------ KUTIPAN HALAMAN ------
Jango memang popular di Indonesia pada zamannya, begitu popular sehingga Benyamin Sueb, dalam satu filmnya “Koboi Sutra Ungu” (plesetan dari novel terkenal Kabut Sutra Ungu ) ikut jadi Jenggo yang suka makan jengkol dan menyeret peti (juga).
Popularitas Jango juga diabadikan oleh koboi kartun, presiden kartunis Indonesia saat ini, Jango Paramartha, yang sayangnya tak mirip koboi, tapi kemana-mana membawa serta Bog-bog, majalah kartun yang terkenal hingga dunia manca.
Begitulah, tidak cukup jelas apakah para koboi Kuta ini menyebut diri Jango, atau dijuluki jango karena penampilan yang mirip koboi. Yang Jelas,ketika mereka berkumpul di depan penjual nasi bungkus khas yang dijual di bawah poster bioskop –yang pasti pernah menampilkan wajah si Franco “Jango” Nero, mereka perlahan mendubbing makanan itu dengan julukan yang diberikan pada mereka: Jango. Nasi Jango, lalu menjadi nasi Jenggo atau Jinggo.
------
> **TUGAS YANG DIBERIKAN 1**: Ubah paragraf dalam kutipan halaman yang diawali "Begitulah, tidak cukup jelas" menjadi daftar poin singkat yang tetap memuat fakta utamanya.
------ BAHAN LATIHAN INI ------
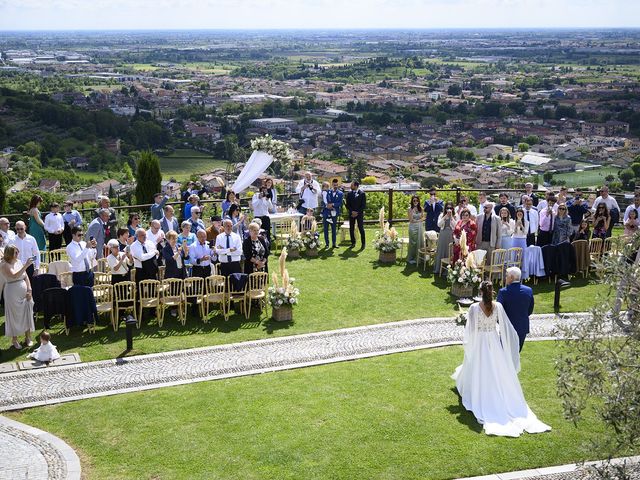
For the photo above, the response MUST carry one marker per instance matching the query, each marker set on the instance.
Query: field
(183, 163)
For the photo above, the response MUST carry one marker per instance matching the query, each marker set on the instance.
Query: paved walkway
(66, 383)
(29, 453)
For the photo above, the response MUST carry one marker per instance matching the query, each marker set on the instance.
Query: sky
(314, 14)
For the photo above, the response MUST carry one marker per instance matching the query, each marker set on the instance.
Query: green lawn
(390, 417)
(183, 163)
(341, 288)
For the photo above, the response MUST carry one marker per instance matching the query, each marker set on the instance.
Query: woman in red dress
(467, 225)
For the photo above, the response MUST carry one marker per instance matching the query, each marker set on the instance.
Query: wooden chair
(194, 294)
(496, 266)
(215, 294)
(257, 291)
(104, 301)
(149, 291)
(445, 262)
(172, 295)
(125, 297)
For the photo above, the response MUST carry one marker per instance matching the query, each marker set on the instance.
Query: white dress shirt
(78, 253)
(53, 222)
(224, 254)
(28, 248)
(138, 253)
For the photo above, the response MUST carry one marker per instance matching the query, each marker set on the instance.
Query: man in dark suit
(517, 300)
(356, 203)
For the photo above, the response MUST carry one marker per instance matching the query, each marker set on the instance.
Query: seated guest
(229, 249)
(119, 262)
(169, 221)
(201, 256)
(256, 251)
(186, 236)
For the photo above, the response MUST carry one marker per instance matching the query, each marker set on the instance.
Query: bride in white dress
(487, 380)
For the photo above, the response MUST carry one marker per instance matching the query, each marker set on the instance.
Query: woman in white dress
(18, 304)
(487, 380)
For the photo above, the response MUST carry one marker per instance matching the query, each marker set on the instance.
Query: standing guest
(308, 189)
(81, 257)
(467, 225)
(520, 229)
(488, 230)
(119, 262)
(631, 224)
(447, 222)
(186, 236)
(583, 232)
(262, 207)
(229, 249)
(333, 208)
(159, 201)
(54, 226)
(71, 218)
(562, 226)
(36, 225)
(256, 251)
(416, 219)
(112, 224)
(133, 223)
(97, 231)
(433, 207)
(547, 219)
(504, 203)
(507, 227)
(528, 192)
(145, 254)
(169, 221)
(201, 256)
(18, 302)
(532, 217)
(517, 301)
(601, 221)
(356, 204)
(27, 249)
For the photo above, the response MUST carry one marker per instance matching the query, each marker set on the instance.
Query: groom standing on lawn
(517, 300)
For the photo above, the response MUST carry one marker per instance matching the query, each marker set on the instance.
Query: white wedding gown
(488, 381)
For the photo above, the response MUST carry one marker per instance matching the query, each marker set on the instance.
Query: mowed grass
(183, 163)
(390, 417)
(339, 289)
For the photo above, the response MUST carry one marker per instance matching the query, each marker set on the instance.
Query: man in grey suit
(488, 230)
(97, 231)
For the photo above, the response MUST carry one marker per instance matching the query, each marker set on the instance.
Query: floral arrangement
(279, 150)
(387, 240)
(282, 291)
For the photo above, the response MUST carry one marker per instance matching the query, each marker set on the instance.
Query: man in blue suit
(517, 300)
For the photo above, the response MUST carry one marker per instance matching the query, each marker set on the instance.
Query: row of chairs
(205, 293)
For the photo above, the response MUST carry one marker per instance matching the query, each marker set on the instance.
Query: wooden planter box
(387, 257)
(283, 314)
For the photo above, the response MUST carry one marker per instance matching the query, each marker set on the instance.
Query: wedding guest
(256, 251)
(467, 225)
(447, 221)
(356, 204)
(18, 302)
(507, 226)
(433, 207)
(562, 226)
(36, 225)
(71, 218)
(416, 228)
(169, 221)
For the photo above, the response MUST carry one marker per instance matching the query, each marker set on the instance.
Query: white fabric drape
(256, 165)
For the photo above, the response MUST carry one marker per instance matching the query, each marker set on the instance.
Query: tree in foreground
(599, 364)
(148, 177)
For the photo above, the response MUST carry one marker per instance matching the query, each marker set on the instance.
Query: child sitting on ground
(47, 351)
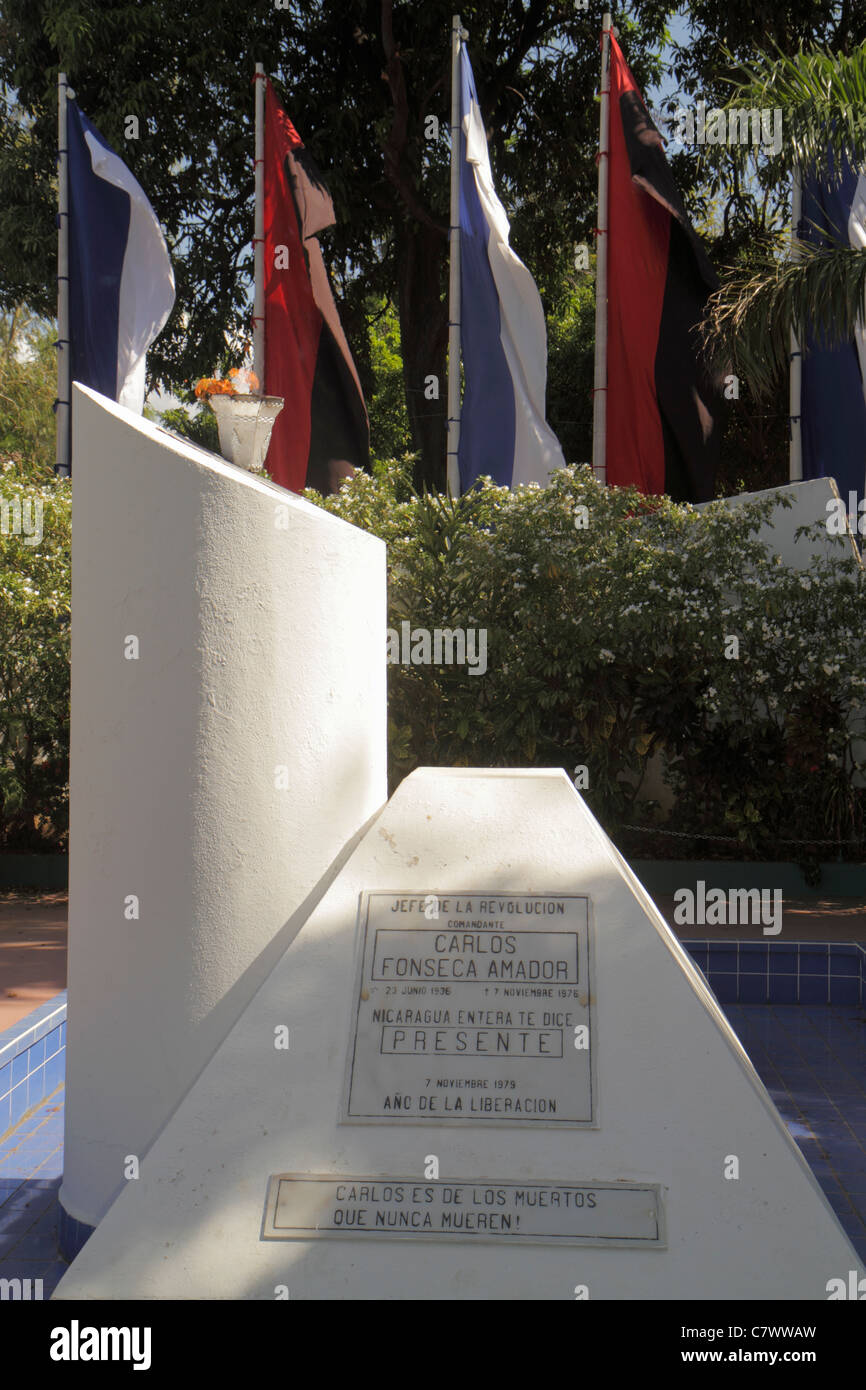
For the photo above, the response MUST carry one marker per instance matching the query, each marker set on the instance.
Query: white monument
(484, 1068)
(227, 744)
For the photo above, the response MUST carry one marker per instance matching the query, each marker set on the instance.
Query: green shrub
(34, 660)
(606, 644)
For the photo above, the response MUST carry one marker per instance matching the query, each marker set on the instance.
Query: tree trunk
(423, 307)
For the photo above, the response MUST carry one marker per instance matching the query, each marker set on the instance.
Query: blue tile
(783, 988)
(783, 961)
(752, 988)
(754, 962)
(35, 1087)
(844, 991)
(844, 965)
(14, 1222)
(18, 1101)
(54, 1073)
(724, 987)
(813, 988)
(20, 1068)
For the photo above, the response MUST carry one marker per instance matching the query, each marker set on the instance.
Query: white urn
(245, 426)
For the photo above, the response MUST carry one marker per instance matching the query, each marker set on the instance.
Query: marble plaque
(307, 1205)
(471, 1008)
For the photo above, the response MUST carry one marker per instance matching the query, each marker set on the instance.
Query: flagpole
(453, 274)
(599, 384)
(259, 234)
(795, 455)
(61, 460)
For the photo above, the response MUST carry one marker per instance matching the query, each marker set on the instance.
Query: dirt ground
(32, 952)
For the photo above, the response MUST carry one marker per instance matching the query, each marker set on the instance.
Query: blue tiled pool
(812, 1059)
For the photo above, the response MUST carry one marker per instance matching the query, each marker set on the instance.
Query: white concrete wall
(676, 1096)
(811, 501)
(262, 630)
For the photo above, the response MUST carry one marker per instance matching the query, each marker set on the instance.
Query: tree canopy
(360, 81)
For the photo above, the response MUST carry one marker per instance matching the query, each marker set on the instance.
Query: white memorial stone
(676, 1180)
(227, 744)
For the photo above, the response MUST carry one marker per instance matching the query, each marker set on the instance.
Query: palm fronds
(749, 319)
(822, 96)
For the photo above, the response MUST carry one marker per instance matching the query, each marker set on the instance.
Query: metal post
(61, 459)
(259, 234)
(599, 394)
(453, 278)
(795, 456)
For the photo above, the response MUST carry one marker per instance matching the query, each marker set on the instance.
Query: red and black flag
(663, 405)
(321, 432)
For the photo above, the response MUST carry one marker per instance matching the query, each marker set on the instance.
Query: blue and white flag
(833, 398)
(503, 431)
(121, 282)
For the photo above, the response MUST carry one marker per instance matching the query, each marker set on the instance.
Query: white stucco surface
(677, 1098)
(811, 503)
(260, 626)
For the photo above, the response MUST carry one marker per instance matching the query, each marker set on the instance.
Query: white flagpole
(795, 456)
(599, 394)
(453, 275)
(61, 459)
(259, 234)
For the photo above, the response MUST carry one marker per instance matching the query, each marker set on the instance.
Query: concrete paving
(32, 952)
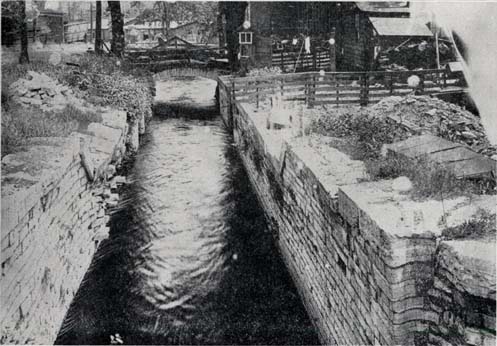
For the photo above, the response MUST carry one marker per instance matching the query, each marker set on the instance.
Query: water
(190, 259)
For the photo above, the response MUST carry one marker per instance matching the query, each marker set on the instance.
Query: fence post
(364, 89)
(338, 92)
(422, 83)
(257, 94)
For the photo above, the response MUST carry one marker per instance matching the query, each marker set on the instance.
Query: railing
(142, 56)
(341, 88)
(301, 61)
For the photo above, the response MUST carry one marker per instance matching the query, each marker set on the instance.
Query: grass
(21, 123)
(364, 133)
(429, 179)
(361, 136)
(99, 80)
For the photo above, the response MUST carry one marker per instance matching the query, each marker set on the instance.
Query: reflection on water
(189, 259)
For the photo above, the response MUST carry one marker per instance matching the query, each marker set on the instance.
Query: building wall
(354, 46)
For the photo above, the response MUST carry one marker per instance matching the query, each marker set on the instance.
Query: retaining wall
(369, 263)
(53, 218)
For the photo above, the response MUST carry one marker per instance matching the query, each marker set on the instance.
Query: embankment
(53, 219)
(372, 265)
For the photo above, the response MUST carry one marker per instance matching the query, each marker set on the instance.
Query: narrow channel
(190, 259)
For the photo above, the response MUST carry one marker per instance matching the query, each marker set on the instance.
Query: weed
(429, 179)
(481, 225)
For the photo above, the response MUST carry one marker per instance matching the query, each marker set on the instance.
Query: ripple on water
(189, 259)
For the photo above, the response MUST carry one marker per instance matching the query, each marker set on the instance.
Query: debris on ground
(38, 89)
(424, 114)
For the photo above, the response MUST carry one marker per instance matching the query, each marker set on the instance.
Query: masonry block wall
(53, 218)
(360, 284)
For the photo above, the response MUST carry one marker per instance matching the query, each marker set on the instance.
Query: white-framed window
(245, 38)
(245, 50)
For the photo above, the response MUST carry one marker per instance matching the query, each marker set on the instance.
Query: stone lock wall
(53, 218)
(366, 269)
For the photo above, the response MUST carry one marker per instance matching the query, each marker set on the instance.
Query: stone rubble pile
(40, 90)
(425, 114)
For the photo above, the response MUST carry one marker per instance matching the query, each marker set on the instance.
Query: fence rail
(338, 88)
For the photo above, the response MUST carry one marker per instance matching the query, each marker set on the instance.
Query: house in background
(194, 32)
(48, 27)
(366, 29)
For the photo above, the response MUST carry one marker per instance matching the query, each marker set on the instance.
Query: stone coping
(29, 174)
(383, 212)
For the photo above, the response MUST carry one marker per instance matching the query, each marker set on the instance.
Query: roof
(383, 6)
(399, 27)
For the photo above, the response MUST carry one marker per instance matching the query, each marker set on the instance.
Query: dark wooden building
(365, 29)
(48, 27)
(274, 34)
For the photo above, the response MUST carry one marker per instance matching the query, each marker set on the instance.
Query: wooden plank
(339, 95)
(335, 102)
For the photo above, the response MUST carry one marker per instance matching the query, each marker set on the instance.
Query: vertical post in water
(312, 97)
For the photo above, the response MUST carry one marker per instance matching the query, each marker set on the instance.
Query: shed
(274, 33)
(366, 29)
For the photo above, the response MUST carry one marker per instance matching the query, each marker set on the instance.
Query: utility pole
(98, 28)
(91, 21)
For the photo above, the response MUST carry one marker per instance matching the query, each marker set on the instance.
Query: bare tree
------
> **TUGAS YANG DIBERIKAN 2**: Cari setiap baris dalam entri yang memuat kata "blue", lalu salin baris-baris tersebut.

> **HASIL TUGAS 1**:
- Tidak cukup jelas apakah para koboi Kuta menyebut diri mereka Jango atau dijuluki jango karena penampilan yang mirip koboi.
- Mereka berkumpul di depan penjual nasi bungkus khas yang berjualan di bawah poster bioskop, yang pasti pernah menampilkan wajah Franco "Jango" Nero.
- Perlahan mereka menamai makanan itu dengan julukan yang diberikan kepada mereka sendiri, yaitu Jango.
- Nasi Jango kemudian menjadi nasi Jenggo atau Jinggo.

> **HASIL TUGAS 2**:
Query: man in blue suit
Query: blue tile
Query: blue tiled pool
Query: blue and white flag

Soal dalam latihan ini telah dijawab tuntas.